Challenge:
Could you render every line of the listing below as a Markdown table with the columns "Row" and "Line", skipping blank lines and leaving the pictures out?

The data:
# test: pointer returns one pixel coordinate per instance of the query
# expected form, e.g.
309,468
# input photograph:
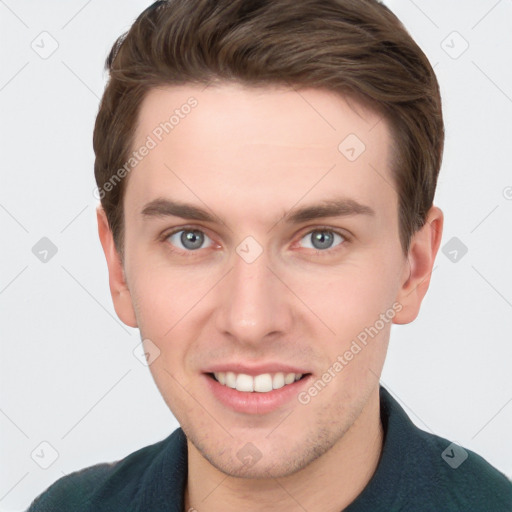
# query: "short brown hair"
355,48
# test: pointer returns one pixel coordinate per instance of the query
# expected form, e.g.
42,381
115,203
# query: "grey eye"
190,239
322,238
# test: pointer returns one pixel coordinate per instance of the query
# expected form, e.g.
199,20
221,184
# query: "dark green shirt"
417,472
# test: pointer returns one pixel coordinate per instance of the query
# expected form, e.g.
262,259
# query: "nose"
255,304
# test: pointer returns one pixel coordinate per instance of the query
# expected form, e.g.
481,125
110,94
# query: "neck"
337,477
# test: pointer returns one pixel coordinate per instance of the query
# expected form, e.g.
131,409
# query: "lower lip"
254,402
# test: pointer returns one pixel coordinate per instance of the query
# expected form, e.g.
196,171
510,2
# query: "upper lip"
271,367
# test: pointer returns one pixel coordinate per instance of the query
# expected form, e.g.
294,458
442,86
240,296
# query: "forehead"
263,148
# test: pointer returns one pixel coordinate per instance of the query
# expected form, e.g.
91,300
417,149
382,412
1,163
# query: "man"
266,173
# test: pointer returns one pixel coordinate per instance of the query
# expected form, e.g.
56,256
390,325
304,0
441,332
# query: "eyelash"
316,252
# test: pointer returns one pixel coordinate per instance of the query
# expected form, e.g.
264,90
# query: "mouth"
262,383
255,394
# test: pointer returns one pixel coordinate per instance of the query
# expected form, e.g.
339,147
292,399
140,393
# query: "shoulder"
437,474
110,486
463,478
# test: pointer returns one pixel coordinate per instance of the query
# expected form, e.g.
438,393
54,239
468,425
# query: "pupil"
325,241
191,239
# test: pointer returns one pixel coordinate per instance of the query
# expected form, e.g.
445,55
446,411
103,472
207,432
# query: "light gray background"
68,374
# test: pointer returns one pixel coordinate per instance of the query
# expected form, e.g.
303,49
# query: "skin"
251,156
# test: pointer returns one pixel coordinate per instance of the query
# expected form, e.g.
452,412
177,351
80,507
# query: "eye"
190,239
322,239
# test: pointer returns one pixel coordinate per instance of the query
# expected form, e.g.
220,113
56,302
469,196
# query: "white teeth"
244,382
278,381
260,383
263,383
230,380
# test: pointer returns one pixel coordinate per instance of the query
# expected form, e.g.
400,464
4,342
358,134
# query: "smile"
262,383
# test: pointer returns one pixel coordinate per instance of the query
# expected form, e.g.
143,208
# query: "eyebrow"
338,207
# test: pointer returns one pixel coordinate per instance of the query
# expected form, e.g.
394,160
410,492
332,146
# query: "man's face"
253,290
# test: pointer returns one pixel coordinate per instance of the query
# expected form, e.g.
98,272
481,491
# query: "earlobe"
121,295
422,253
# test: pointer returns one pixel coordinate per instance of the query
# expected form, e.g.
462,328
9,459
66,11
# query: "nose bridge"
253,303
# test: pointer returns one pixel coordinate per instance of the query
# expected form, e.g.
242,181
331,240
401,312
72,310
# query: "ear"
416,276
121,296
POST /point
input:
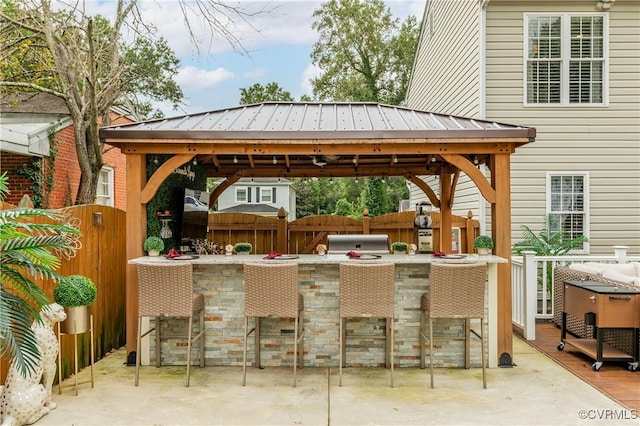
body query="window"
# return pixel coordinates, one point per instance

Exercise solution:
| Row | Line |
|---|---|
| 1 | # test: pointer returns one pixel coordinate per instance of the query |
| 2 | # expected form, e.g. |
| 3 | 309,468 |
| 4 | # input photograph: |
| 5 | # query: "short brown hair" |
| 6 | 355,48 |
| 7 | # test: pointer returns one pixel coordinate per instance of the query |
| 8 | # expected form, e.g. |
| 9 | 42,381 |
| 10 | 115,203 |
| 11 | # query: "grey eye" |
| 12 | 190,239 |
| 13 | 322,238 |
| 14 | # test: pointer returns one pixel coordinate per instance of the query |
| 15 | # expected form, e.g. |
| 16 | 199,20 |
| 17 | 221,184 |
| 18 | # query: "dark green shirt" |
| 19 | 417,472 |
| 20 | # test: pointer returns one pixel coordinate per instance of the query |
| 21 | # expected form, e.g. |
| 22 | 262,259 |
| 23 | # query: "nose" |
| 24 | 255,304 |
| 25 | # test: pointer returns one pixel coordinate per instance of the query |
| 26 | # expected form, e.g. |
| 27 | 481,125 |
| 28 | 110,94 |
| 29 | # query: "neck" |
| 30 | 337,477 |
| 31 | # test: pointer returns one pixel coordinate per instance of the query |
| 32 | # expected form, e.g. |
| 33 | 131,409 |
| 34 | # query: "lower lip" |
| 35 | 254,402 |
| 36 | # test: pointer returns one pixel coordinate per instance of the query |
| 37 | # expected form, e.g. |
| 38 | 196,171 |
| 39 | 510,2 |
| 40 | # query: "upper lip" |
| 41 | 271,367 |
| 42 | # test: pointer returns one pixel coordinate per instance of the query |
| 43 | # expected form, e.g. |
| 44 | 294,458 |
| 45 | 442,86 |
| 46 | 240,296 |
| 47 | # query: "forehead" |
| 48 | 263,148 |
| 49 | # test: pointer returns one pixel coordinate per instance of the query |
| 50 | # expected form, e.g. |
| 51 | 91,300 |
| 52 | 417,149 |
| 53 | 382,412 |
| 54 | 1,163 |
| 55 | # query: "man" |
| 56 | 266,173 |
| 57 | # test: pointer returns one pixel coordinate per instance of the query |
| 58 | # expected form, e.g. |
| 59 | 56,256 |
| 60 | 390,325 |
| 61 | 304,0 |
| 62 | 441,332 |
| 63 | # query: "eyelash" |
| 64 | 316,252 |
| 65 | # test: pointer returns one pixel coordinate per instance of the query |
| 66 | # expected form, e.g. |
| 67 | 264,90 |
| 68 | # query: "mouth" |
| 69 | 262,383 |
| 70 | 255,394 |
| 71 | # test: pointer returns one pixel coordinate per instance of the query |
| 72 | # expected form, e.g. |
| 73 | 339,147 |
| 74 | 292,399 |
| 75 | 140,393 |
| 76 | # query: "shoulder" |
| 77 | 437,474 |
| 78 | 110,486 |
| 79 | 463,478 |
| 80 | # test: pointer returns one pixel coordinate per instance of the query |
| 81 | # expected form, e.g. |
| 82 | 438,393 |
| 83 | 54,239 |
| 84 | 468,425 |
| 85 | # query: "pupil" |
| 86 | 325,241 |
| 87 | 191,239 |
| 88 | # test: pointer returns one pixel coordinate per instance of the query |
| 89 | # expected form, e.g. |
| 90 | 445,55 |
| 91 | 446,411 |
| 92 | 103,472 |
| 93 | 207,432 |
| 94 | # query: "light gray background" |
| 95 | 68,374 |
| 96 | # test: pointer returns one pixel coordinate per instance of the query |
| 97 | # expected form, e.g. |
| 98 | 303,49 |
| 99 | # query: "skin" |
| 100 | 251,156 |
| 101 | # test: pointer returns one pixel coordinate per instance of the query |
| 102 | # expected form, e.g. |
| 103 | 452,412 |
| 104 | 177,351 |
| 105 | 80,507 |
| 106 | # query: "eye" |
| 107 | 190,239 |
| 108 | 322,239 |
| 109 | # test: pointer returns one pixel coordinate per instance of the query |
| 110 | # expected form, e.g. |
| 111 | 220,113 |
| 112 | 56,302 |
| 113 | 469,196 |
| 114 | # query: "white teeth" |
| 115 | 244,382 |
| 116 | 278,381 |
| 117 | 260,383 |
| 118 | 263,383 |
| 119 | 230,380 |
| 120 | # test: pointer returns one pixel coordinate per instance of the query |
| 121 | # expected form, e.g. |
| 122 | 400,464 |
| 123 | 4,342 |
| 124 | 358,134 |
| 125 | # query: "smile" |
| 126 | 262,383 |
| 127 | # test: pointer returns one pixel coordinate per instance of the query |
| 128 | # expected form, e.g. |
| 129 | 143,208 |
| 130 | # query: "eyebrow" |
| 131 | 338,207 |
| 132 | # test: pointer returns one pixel coordinate per instance of the query |
| 133 | # expected form, e.g. |
| 134 | 394,160 |
| 135 | 410,492 |
| 136 | 332,146 |
| 137 | # query: "man's face" |
| 138 | 253,290 |
| 139 | # test: pointer returns one pixel coordinate per instance of the query |
| 140 | # expected form, e.g. |
| 141 | 98,272 |
| 142 | 481,491 |
| 143 | # query: "earlobe" |
| 144 | 121,295 |
| 145 | 422,253 |
| 146 | # test: pointer returns one pixel coordinate per instance of the query |
| 147 | # expected form, e.g. |
| 148 | 462,328 |
| 149 | 9,459 |
| 150 | 66,11 |
| 151 | # query: "nose bridge" |
| 152 | 253,303 |
| 153 | # test: pointer returns one pixel coordinate per instance of the query |
| 154 | # expected form, e.g. |
| 155 | 242,181 |
| 156 | 331,240 |
| 157 | 401,312 |
| 158 | 72,310 |
| 159 | # query: "ear" |
| 160 | 416,276 |
| 161 | 121,296 |
| 162 | POST /point |
| 163 | input: |
| 164 | body query="window" |
| 165 | # return pixel coordinates, one point per instance |